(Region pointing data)
>>>
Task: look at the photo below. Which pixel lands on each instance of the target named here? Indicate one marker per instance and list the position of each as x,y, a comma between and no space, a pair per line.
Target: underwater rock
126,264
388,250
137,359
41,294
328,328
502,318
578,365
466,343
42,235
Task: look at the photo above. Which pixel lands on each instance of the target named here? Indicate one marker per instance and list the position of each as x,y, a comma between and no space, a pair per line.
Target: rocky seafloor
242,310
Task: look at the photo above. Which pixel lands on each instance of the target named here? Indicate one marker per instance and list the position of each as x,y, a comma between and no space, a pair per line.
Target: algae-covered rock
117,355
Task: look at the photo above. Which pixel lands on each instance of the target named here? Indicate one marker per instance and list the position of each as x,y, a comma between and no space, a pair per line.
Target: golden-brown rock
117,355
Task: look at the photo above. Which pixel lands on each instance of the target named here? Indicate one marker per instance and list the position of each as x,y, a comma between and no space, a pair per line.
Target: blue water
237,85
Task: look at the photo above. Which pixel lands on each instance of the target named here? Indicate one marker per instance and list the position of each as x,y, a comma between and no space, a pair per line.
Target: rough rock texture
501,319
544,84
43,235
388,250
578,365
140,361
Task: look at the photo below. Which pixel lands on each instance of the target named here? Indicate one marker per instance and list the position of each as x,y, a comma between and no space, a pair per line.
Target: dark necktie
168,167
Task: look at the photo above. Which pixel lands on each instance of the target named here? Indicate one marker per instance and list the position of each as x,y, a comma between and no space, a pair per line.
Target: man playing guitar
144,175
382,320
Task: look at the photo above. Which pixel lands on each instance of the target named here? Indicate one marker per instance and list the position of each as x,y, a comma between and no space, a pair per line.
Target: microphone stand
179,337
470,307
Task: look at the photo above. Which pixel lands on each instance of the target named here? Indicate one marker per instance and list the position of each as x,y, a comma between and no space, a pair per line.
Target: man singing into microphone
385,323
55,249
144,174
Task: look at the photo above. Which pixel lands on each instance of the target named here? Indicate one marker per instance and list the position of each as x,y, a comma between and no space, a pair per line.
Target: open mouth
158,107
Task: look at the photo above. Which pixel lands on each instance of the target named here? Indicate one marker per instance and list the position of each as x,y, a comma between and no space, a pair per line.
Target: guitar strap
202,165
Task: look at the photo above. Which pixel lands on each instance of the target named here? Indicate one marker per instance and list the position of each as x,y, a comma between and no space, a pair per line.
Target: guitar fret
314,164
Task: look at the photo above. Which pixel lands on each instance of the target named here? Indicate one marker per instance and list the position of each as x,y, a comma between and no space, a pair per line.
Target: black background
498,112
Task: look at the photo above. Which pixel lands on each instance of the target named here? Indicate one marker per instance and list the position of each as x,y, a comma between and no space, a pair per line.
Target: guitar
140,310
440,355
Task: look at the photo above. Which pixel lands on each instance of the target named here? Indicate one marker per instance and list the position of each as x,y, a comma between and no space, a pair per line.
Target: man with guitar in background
<<<
▶ _TASK DIRECTIONS_:
Write the records out in full, exactly as they read above.

▶ _TASK OUTPUT_:
Task: look at the photo below. Which pixel lands on each instance of the target named here? Indicate one marker per instance and list the position of each as x,y, a comma between and no space, a pair per line.
Target: underwater rock
126,264
388,250
137,359
41,294
328,328
502,318
578,365
466,343
42,235
Task: look at the photo above. Which pixel lands on each instance of the target named here? Indicate one marker per instance and list the position of each as x,y, a comma between and no space, a pair per line.
Target: rocky seafloor
242,310
Task: look at the photo above. Which pixel lands on each instance of the target named here? Indicate one marker per instance and list the position of each as x,y, a comma between and no space, a pair per line.
Target: algae-covered rock
117,355
Task: look at the photo above. Which pixel lands on each instance of the target named here? Indicate one marker per instance and list the position of each as x,y, a comma between and no space, a pair per line.
Target: golden-brown rock
117,355
Task: look at the photo above. Which pixel lands on each instance of the target named here? Indicate one marker per instance and list the position of each as x,y, a comma between and no space, a pair per line.
Target: blue water
237,85
Task: look at the photo above. Which pixel lands on each instance of the target named here? Indicate one marker per instance and list the position of each as x,y, a comma between and no space, a pair per line.
Target: rough rock texture
501,319
544,84
43,235
388,250
578,365
140,361
Task: look at the photo below. Which pixel lands on each instance of the target named here? Indicate one marker per instance and list the position of each as x,y, a comma between and no space, a pair per line.
Target: dark necktie
168,167
Task: look at the photo above. Which pixel lands on each instance of the target named here? Indicate one marker per instance and list the position of each as x,y, a comma between and no space, a pair per line.
Target: man playing guitar
144,175
382,320
Task: look at the photo above. Which pixel lands on each instance of the target named here? Indicate one marker per instance and list the position of each as x,y, a comma between and no space, a pair per line.
Target: microphone stand
179,337
470,307
Task: look at the photo above. Which pixel lands on each instance of the target named here? Indicate one marker per instance and list the position of each as x,y, a comma between and no space, a pair per line.
Target: man singing into microphone
385,323
55,249
144,174
Task: look at the photo above. Which pixel lands on each instance of the target named here? Indicate one marker per instance and list the position of each as x,y, a comma between and no space, a pair per line.
Target: open mouth
158,107
Task: look at the photo above. Which pixel lands on each instance of the target named here? Indicate one marker per instance and list the position of each as x,y, a comma between and no space, a pair per line.
Target: guitar strap
202,165
Task: look at the photo above. Which pixel lands on each instance of the target named here? Indicate one marker per instance and list the position of each as x,y, a comma between and no space, a pair per line.
Target: guitar fret
314,164
Task: look at the photo above. Which pixel lands on each instance of the target named here? Indicate one marker per instance and list the position of each as x,y, a comma between and no space, a pair per line.
Target: black background
498,112
Task: look at the photo above. Which pixel lands on each instance of the target named here? Indicate one marker per instance and list the position of each as x,y, a comma between and no space, a pair per line.
Target: guitar
140,310
440,355
Task: look at the photo above. Which pixel lands on each instance of the target named here? Indicate one marker per instance and list the position of each as x,y, a comma between and no space, a pair per line.
Target: man with guitar in background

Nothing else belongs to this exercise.